┌──

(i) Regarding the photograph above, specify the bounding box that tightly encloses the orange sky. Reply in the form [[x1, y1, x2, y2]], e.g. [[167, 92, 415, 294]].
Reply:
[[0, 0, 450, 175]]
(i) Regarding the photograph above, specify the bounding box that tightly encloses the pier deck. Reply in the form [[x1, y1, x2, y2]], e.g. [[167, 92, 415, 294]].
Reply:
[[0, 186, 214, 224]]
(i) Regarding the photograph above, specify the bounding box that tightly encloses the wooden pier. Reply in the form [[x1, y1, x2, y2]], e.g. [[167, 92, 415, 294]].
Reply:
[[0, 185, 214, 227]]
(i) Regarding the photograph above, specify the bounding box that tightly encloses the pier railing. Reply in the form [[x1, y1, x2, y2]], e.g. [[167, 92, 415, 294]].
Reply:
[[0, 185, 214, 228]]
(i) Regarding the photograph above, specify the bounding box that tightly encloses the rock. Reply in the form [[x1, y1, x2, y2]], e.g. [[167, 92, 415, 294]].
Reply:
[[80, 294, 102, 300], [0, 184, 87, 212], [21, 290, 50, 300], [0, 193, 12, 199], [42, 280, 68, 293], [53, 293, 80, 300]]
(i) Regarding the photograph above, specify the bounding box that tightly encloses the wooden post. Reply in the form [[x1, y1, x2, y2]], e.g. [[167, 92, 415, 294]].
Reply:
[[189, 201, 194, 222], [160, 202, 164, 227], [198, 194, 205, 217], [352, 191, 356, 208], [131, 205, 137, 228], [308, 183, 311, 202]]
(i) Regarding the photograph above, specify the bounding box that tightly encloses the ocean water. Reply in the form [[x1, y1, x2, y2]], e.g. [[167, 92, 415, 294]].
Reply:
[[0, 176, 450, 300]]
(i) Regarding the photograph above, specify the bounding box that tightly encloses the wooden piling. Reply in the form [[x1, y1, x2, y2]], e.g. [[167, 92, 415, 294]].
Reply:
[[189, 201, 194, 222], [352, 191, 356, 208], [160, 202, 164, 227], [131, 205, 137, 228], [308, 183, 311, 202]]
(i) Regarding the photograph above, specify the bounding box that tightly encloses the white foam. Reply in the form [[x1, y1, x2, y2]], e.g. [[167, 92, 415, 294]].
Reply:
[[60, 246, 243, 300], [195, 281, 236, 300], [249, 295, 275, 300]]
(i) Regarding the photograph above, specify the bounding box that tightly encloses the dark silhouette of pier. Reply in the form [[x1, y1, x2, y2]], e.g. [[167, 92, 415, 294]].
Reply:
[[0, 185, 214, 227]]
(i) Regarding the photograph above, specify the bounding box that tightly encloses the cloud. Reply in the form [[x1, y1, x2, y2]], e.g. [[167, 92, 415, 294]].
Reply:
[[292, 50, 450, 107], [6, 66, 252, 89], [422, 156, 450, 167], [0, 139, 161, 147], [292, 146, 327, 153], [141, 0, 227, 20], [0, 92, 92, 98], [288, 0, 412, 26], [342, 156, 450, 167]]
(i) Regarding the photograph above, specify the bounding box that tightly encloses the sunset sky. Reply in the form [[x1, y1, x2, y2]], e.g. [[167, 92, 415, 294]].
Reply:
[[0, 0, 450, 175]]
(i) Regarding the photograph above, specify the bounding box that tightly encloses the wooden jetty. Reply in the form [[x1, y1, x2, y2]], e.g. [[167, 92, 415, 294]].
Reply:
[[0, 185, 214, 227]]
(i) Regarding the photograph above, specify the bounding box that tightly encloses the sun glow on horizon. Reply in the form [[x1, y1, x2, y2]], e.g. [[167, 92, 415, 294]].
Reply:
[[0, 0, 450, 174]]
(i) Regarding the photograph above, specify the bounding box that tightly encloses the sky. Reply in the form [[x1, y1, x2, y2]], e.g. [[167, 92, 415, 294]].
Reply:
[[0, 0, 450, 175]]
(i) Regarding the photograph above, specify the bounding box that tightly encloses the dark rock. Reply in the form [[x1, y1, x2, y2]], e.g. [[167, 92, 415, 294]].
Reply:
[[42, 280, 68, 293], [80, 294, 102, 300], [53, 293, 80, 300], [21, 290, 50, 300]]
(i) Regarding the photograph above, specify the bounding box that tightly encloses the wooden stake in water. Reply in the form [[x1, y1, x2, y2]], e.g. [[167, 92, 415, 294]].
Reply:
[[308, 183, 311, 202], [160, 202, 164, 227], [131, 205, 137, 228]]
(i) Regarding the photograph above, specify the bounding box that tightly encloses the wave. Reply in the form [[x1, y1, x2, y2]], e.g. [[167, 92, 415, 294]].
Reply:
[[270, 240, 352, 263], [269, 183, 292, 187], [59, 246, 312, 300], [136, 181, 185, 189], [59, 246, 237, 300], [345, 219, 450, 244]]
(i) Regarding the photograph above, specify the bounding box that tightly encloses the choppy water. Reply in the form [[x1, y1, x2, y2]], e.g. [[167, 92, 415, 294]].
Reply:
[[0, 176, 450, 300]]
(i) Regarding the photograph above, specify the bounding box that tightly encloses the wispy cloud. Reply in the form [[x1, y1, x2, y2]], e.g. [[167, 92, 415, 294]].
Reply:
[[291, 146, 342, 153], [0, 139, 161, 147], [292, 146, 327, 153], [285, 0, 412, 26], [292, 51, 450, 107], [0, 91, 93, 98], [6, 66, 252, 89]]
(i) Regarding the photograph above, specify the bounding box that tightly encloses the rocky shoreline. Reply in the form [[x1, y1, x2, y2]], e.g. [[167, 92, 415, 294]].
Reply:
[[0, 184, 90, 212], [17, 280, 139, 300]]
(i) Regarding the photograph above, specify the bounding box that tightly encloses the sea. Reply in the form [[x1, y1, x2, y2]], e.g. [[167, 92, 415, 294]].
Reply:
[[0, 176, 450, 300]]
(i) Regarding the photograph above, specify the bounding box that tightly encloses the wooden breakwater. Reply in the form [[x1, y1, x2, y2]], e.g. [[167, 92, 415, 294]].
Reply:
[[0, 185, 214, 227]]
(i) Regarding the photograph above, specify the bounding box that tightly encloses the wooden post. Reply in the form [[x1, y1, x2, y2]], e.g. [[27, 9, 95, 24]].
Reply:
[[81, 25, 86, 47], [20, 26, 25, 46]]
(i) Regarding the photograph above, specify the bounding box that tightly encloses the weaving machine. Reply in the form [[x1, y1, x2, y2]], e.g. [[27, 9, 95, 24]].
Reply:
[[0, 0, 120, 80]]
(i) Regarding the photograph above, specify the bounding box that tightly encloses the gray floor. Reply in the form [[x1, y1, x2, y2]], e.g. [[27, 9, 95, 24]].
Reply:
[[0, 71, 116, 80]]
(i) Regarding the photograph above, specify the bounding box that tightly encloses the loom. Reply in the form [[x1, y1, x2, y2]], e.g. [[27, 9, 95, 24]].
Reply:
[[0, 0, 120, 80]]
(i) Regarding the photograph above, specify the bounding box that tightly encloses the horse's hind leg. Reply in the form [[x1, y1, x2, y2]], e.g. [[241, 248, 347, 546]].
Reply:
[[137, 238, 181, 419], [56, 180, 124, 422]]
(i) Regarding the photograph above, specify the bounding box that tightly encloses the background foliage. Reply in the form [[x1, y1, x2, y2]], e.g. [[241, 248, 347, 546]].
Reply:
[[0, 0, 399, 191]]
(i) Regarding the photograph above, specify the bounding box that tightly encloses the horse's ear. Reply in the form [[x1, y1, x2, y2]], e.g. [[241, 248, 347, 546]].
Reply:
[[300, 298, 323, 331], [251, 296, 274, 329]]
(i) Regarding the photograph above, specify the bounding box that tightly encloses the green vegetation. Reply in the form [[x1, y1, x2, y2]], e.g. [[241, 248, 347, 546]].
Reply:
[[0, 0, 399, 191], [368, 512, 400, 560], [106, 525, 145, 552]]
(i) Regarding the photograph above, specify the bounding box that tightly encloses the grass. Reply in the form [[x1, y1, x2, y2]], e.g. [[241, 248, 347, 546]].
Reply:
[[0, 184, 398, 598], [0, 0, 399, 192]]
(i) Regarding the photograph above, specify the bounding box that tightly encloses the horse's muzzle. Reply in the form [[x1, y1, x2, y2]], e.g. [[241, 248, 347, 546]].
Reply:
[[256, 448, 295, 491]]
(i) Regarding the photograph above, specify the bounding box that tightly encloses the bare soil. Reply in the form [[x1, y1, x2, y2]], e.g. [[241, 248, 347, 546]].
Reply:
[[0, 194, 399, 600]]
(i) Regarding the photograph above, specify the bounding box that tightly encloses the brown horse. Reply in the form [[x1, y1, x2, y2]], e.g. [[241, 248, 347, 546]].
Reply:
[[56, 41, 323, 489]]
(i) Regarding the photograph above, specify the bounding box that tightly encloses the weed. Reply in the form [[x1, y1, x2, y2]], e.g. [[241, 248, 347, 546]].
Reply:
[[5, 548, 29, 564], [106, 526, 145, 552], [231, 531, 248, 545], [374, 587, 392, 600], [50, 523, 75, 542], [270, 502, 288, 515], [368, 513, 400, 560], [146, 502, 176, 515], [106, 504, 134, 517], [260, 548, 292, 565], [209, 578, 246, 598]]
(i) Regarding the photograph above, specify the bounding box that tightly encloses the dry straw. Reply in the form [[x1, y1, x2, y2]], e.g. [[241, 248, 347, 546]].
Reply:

└──

* _Given request_
Copy out the entries word for word, starting at the line that contains "encloses the green" and ending with the last line of the entries.

* _Exercise result_
(i) Regarding the photograph above, specify the bounding box that tightly encloses the green vegetation. Reply in the form [[x1, y1, x2, y2]], e.g. [[241, 248, 347, 546]].
Reply:
[[0, 0, 399, 191], [368, 512, 400, 560], [106, 525, 145, 552]]
(i) Regarding the photograph above, specify the bounding box that tightly encloses the grass. Reply in the form [[x1, y1, x2, y2]], e.g. [[241, 248, 347, 546]].
Reply:
[[0, 184, 398, 598], [0, 0, 399, 192]]
(i) Regarding the photograph above, specify the bounding box that tightly encloses the horse's muzzle. Reply in the form [[x1, y1, x2, y2]], e.g. [[241, 248, 347, 546]].
Reply:
[[256, 448, 295, 491]]
(i) Regarding the photograph above, specify the bounding box that tightly encloses the bare soil. Reply in the form [[x1, y1, x2, y2]], e.g. [[241, 248, 347, 546]].
Reply:
[[0, 194, 399, 600]]
(i) Regarding the photograph above, specify the bounding box that tightly encloses the brown horse. Reply in the form [[x1, y1, x2, y2]], e.g. [[241, 248, 347, 546]].
Reply:
[[56, 41, 323, 489]]
(i) Regarding the photograph above, specify the bounding box that tightly encloses the weed. Reply in the form [[x1, y1, x2, y2]], e.g. [[241, 248, 347, 546]].
Reply:
[[5, 548, 29, 564], [106, 526, 145, 552], [231, 531, 248, 545], [374, 587, 392, 600], [50, 523, 75, 542], [270, 502, 288, 515], [368, 513, 400, 560], [146, 502, 176, 515], [106, 504, 134, 517], [260, 548, 292, 565], [209, 578, 246, 598]]
(i) Regarding the photograph above, specify the bounding box that tightly encloses the dry straw. Reply in the form [[x1, y1, x2, y2]], e.g. [[241, 248, 347, 546]].
Reply:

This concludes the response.